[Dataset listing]
┏━━

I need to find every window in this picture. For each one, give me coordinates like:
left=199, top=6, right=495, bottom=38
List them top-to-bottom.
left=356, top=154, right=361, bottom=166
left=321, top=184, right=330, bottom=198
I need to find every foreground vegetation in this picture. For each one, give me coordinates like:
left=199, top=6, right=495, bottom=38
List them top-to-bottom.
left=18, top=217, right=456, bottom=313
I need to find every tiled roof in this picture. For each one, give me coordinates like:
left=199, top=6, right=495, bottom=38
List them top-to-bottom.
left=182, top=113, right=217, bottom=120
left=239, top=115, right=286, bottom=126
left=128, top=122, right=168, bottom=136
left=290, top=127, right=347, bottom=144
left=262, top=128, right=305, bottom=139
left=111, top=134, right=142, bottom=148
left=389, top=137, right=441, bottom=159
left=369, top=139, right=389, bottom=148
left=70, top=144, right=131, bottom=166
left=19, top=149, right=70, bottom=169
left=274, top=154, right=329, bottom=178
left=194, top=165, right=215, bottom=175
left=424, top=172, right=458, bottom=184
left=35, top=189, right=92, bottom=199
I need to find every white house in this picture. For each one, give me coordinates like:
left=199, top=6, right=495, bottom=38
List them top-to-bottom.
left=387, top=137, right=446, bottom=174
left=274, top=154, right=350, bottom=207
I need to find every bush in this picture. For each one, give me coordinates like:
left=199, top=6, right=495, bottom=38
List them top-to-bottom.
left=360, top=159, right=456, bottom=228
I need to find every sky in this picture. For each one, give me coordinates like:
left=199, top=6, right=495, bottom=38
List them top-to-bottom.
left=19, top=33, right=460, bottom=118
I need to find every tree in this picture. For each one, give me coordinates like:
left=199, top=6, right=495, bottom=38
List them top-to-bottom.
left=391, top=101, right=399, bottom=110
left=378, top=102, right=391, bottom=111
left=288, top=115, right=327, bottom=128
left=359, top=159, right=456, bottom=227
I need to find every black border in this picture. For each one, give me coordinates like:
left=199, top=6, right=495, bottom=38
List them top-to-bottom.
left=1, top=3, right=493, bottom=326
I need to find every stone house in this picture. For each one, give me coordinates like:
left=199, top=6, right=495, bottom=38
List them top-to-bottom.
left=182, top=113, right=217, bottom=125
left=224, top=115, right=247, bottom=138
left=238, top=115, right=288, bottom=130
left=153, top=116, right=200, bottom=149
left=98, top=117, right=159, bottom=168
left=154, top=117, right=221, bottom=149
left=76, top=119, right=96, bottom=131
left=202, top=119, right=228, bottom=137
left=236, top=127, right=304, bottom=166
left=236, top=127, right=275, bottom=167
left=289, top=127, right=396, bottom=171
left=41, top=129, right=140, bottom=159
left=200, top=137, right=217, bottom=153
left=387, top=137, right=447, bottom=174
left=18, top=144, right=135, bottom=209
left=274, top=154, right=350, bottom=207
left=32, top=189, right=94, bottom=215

┗━━

## SET TASK
Reproduce the full listing above verbatim, from the first line through the last.

## WRITTEN REPLY
I need to find every window in this picture. For each one, give me coordinates like:
left=199, top=6, right=495, bottom=38
List them top-to-bottom.
left=356, top=154, right=361, bottom=166
left=321, top=184, right=330, bottom=198
I need to find every foreground vegetation in this picture. For each one, give me coordinates like:
left=199, top=6, right=495, bottom=38
List them top-to-bottom.
left=18, top=217, right=456, bottom=313
I need to find every tiled roof in this picture. For each one, give me coordinates like:
left=199, top=6, right=495, bottom=38
List them top-to-bottom.
left=182, top=113, right=217, bottom=120
left=239, top=115, right=286, bottom=126
left=128, top=122, right=168, bottom=136
left=290, top=127, right=347, bottom=144
left=262, top=128, right=305, bottom=139
left=111, top=134, right=142, bottom=148
left=389, top=137, right=441, bottom=159
left=369, top=139, right=389, bottom=148
left=70, top=144, right=131, bottom=166
left=19, top=149, right=70, bottom=169
left=274, top=154, right=329, bottom=178
left=194, top=165, right=215, bottom=175
left=424, top=172, right=458, bottom=184
left=35, top=189, right=92, bottom=199
I need to find every white house in this picture. For each one, give me coordinates like:
left=199, top=6, right=495, bottom=38
List them top-to-bottom.
left=387, top=137, right=446, bottom=174
left=274, top=154, right=350, bottom=207
I need to find every bush in this picture. For each one, give me coordinates like:
left=199, top=6, right=495, bottom=38
List them top-to-bottom.
left=360, top=159, right=456, bottom=228
I need to find every sky in this picture. For each one, give me coordinates like:
left=199, top=6, right=495, bottom=38
List them top-to-bottom.
left=19, top=33, right=460, bottom=118
I need to find every tree in this picture. For each one, give me coordinates like:
left=199, top=6, right=495, bottom=38
List them top-to-bottom.
left=391, top=101, right=399, bottom=110
left=378, top=102, right=391, bottom=111
left=288, top=115, right=327, bottom=128
left=359, top=159, right=456, bottom=227
I need to find every black border in this picture. For each one, give me coordinates like:
left=199, top=6, right=495, bottom=38
List them top-to-bottom.
left=1, top=3, right=493, bottom=326
I need to find every stone house in this picture. For each one, give me coordinates like:
left=199, top=6, right=495, bottom=38
List them top-to-bottom.
left=182, top=113, right=217, bottom=125
left=224, top=115, right=247, bottom=138
left=238, top=115, right=288, bottom=130
left=153, top=116, right=200, bottom=149
left=98, top=117, right=159, bottom=168
left=154, top=117, right=221, bottom=149
left=76, top=119, right=96, bottom=131
left=202, top=119, right=228, bottom=137
left=236, top=127, right=304, bottom=166
left=236, top=127, right=275, bottom=167
left=289, top=127, right=396, bottom=171
left=41, top=129, right=140, bottom=159
left=200, top=137, right=217, bottom=153
left=387, top=137, right=447, bottom=174
left=18, top=144, right=135, bottom=209
left=274, top=154, right=350, bottom=207
left=32, top=189, right=94, bottom=215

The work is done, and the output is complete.